*TO DO*. Count each line below that has "blue" anywhere in it. Answer with the total alone.

MATERIAL TO PROCESS Start Marker

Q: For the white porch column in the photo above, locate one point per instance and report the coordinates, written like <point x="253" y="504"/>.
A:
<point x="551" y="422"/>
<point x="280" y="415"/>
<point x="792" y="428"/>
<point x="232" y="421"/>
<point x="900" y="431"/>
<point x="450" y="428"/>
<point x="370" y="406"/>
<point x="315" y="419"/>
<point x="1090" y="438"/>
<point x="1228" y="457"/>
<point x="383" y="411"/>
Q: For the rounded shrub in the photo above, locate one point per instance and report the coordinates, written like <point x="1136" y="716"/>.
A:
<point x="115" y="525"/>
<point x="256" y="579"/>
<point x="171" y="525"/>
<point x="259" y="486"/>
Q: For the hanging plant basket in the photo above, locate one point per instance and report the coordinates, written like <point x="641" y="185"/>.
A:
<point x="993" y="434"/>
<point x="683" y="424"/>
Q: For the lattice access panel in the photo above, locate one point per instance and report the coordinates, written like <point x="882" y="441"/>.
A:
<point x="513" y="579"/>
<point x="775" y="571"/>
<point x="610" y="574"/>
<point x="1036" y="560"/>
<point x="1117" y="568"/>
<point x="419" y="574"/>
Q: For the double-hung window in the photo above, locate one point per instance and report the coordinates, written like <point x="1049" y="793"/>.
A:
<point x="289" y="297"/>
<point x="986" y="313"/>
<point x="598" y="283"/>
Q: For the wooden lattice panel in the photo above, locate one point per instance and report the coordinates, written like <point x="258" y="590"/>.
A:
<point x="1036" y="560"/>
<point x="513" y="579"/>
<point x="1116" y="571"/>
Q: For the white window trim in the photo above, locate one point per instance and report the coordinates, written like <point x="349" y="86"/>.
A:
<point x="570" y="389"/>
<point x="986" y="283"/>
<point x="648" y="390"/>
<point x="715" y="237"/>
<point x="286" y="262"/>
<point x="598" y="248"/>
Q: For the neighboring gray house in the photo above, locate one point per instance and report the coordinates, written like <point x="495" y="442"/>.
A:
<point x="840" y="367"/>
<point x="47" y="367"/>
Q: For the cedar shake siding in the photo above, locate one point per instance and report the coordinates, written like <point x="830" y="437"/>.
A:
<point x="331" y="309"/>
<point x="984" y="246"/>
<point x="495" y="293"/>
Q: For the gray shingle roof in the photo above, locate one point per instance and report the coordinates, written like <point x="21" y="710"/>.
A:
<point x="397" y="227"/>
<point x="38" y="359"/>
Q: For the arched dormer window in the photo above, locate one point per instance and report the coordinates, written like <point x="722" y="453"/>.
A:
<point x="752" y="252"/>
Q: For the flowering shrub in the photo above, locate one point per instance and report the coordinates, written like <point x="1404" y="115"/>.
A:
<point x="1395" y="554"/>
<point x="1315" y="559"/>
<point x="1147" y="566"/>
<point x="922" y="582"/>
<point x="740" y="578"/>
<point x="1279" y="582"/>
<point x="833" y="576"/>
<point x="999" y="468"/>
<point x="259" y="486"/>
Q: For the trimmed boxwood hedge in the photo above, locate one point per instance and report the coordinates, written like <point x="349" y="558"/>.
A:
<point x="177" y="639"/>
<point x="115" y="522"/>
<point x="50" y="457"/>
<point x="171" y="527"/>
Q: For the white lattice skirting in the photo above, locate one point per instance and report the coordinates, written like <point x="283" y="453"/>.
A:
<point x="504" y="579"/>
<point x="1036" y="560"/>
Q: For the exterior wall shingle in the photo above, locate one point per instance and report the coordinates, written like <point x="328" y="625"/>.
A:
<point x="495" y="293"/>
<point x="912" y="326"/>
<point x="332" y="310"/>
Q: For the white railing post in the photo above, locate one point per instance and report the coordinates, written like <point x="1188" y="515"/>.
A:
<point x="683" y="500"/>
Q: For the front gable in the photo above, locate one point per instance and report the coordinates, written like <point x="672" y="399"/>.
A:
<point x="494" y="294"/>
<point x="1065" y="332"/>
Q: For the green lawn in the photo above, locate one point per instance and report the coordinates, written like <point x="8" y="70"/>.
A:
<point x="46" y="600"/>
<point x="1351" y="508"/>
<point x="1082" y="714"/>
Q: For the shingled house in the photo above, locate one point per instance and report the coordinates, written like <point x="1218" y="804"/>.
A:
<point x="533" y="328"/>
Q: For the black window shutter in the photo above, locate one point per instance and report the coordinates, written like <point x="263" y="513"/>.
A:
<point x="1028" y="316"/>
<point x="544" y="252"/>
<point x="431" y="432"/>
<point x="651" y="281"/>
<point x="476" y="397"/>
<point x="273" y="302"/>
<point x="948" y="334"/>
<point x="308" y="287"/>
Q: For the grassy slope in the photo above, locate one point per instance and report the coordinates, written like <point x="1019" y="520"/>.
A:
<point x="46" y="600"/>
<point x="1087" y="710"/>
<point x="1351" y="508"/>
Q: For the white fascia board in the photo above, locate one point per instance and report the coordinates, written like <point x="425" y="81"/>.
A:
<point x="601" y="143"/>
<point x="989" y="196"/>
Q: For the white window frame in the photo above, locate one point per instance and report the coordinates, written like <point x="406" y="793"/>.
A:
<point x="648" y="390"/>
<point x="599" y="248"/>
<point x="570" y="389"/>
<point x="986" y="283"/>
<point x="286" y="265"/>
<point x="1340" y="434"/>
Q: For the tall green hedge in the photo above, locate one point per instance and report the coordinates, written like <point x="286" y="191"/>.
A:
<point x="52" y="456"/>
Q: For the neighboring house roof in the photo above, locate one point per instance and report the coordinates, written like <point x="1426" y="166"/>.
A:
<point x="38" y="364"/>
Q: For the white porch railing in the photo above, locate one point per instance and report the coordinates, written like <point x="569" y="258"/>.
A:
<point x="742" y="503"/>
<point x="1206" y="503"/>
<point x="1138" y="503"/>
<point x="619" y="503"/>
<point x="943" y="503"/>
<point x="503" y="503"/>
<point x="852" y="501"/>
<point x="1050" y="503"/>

MATERIAL TO PROCESS End Marker
MATERIAL TO PROCESS Start Marker

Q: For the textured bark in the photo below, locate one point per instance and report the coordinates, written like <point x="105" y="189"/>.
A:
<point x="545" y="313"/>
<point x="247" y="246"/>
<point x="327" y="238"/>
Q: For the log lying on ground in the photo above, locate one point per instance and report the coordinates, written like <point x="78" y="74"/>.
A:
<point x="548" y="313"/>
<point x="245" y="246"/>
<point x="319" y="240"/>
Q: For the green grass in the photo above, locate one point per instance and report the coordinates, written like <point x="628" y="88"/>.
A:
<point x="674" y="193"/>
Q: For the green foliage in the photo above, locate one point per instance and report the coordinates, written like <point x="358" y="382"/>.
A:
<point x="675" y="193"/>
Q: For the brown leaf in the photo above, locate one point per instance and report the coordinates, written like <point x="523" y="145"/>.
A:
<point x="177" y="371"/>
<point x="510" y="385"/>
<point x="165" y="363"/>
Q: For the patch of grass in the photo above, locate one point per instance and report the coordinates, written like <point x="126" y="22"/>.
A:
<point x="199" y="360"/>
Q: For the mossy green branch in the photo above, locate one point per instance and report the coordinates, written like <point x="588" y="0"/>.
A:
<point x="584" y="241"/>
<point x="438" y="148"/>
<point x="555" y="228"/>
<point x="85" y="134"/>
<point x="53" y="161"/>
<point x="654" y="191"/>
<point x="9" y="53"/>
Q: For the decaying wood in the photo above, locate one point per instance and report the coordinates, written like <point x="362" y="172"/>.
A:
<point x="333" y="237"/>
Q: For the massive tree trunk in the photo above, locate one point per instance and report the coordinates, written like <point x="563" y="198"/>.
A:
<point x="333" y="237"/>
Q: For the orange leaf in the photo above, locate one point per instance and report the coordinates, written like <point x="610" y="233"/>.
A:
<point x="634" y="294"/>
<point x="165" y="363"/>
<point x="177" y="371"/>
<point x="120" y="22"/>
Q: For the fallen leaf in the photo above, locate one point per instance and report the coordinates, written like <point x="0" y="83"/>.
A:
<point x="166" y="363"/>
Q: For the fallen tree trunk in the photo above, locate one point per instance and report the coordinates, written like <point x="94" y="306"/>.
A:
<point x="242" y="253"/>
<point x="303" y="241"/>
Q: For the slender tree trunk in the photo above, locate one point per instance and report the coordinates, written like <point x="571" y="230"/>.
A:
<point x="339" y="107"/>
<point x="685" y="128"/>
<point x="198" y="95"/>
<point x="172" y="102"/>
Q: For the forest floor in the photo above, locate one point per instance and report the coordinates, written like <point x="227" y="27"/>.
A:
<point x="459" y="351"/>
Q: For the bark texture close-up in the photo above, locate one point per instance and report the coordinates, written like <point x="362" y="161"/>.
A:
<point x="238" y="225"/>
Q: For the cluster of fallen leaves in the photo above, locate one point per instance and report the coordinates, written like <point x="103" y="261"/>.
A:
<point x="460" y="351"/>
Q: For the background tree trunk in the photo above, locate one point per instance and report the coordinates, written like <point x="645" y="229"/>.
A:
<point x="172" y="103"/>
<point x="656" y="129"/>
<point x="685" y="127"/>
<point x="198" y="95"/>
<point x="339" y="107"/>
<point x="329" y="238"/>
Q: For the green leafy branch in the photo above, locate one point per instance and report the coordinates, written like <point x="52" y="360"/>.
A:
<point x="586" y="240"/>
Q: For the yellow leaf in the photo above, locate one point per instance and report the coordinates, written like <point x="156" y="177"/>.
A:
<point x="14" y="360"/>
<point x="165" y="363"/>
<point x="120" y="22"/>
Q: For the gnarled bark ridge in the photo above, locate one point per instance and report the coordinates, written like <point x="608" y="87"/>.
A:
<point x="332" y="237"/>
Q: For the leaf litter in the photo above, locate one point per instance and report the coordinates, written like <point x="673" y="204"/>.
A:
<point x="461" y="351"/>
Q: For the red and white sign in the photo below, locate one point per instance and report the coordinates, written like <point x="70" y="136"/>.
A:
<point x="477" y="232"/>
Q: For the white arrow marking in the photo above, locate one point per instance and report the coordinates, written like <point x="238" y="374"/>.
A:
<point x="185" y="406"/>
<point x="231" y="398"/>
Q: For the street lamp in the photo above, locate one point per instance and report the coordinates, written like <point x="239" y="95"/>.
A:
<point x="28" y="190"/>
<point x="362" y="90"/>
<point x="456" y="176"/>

MATERIAL TO PROCESS End Marker
MATERIAL TO PROCESS Start Marker

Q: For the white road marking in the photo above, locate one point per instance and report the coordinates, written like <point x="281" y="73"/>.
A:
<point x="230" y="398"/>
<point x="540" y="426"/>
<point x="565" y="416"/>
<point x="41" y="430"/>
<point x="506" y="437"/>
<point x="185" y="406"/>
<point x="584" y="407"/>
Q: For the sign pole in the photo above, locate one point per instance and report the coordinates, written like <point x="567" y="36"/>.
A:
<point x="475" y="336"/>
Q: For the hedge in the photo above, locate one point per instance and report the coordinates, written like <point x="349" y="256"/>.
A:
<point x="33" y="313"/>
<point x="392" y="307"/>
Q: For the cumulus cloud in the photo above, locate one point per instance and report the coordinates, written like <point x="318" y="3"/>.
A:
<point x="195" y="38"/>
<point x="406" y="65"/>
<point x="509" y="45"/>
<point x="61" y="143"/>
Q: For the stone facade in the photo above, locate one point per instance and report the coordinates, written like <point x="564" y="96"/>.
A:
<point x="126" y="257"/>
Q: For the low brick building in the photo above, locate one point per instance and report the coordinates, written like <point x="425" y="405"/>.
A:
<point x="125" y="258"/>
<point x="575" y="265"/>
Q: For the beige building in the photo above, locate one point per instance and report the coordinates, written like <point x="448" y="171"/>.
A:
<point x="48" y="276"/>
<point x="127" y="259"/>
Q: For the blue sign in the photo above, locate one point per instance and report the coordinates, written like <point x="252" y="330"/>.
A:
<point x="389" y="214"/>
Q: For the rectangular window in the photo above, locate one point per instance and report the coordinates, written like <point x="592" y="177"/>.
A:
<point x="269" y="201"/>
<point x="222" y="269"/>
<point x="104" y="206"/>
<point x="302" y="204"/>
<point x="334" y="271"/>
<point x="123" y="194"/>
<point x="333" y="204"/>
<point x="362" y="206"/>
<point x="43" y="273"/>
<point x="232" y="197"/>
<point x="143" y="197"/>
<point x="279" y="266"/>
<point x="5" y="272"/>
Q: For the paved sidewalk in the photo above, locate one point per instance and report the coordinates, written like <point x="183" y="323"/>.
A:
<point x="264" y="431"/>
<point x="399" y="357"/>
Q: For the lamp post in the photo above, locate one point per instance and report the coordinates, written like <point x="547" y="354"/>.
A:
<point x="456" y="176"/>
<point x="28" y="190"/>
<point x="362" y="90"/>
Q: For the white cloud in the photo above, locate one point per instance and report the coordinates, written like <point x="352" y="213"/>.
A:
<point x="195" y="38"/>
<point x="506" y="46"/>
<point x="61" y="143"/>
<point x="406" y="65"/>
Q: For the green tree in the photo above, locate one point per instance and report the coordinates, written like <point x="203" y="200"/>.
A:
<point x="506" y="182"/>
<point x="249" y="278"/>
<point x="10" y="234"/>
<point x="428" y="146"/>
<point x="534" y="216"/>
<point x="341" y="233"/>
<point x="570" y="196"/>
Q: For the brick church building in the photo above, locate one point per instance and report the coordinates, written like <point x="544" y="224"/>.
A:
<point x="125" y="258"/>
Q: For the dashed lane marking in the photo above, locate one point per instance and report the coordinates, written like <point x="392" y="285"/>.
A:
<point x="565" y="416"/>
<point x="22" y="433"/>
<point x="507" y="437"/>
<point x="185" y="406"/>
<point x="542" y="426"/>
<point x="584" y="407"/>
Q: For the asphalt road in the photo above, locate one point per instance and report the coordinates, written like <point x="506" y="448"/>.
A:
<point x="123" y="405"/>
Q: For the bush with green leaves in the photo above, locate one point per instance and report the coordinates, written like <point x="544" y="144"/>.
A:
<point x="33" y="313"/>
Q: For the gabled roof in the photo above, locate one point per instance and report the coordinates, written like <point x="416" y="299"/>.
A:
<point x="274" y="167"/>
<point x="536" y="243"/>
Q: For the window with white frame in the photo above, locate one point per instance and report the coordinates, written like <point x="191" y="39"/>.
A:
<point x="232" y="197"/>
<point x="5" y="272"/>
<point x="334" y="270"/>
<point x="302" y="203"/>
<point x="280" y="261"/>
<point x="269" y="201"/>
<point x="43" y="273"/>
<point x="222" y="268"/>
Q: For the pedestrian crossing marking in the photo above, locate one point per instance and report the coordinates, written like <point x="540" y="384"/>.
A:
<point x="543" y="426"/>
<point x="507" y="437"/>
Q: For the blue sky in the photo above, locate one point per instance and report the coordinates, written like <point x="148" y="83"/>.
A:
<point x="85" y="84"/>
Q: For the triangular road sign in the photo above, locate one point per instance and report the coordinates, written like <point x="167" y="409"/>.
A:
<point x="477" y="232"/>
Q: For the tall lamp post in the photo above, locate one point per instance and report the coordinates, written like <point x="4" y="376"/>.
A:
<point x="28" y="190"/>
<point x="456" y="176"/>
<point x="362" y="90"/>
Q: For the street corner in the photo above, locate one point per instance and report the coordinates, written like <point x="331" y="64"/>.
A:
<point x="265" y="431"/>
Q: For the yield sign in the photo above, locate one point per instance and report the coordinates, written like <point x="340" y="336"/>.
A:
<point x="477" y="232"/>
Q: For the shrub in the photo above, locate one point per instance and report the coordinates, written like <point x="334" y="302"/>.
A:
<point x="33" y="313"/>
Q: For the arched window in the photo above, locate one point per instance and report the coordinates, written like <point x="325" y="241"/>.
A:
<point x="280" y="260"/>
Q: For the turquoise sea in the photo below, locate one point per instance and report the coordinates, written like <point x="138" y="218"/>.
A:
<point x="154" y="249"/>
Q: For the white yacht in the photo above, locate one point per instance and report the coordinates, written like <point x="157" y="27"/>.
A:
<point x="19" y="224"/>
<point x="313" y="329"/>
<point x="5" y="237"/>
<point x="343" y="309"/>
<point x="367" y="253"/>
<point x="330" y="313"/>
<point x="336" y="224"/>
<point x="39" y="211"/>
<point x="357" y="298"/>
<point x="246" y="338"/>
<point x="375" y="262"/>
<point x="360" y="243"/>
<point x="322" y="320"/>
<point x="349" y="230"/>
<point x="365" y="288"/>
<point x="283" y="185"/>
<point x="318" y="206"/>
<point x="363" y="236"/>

MATERIAL TO PROCESS End Marker

*THE COMPLETED TASK*. 2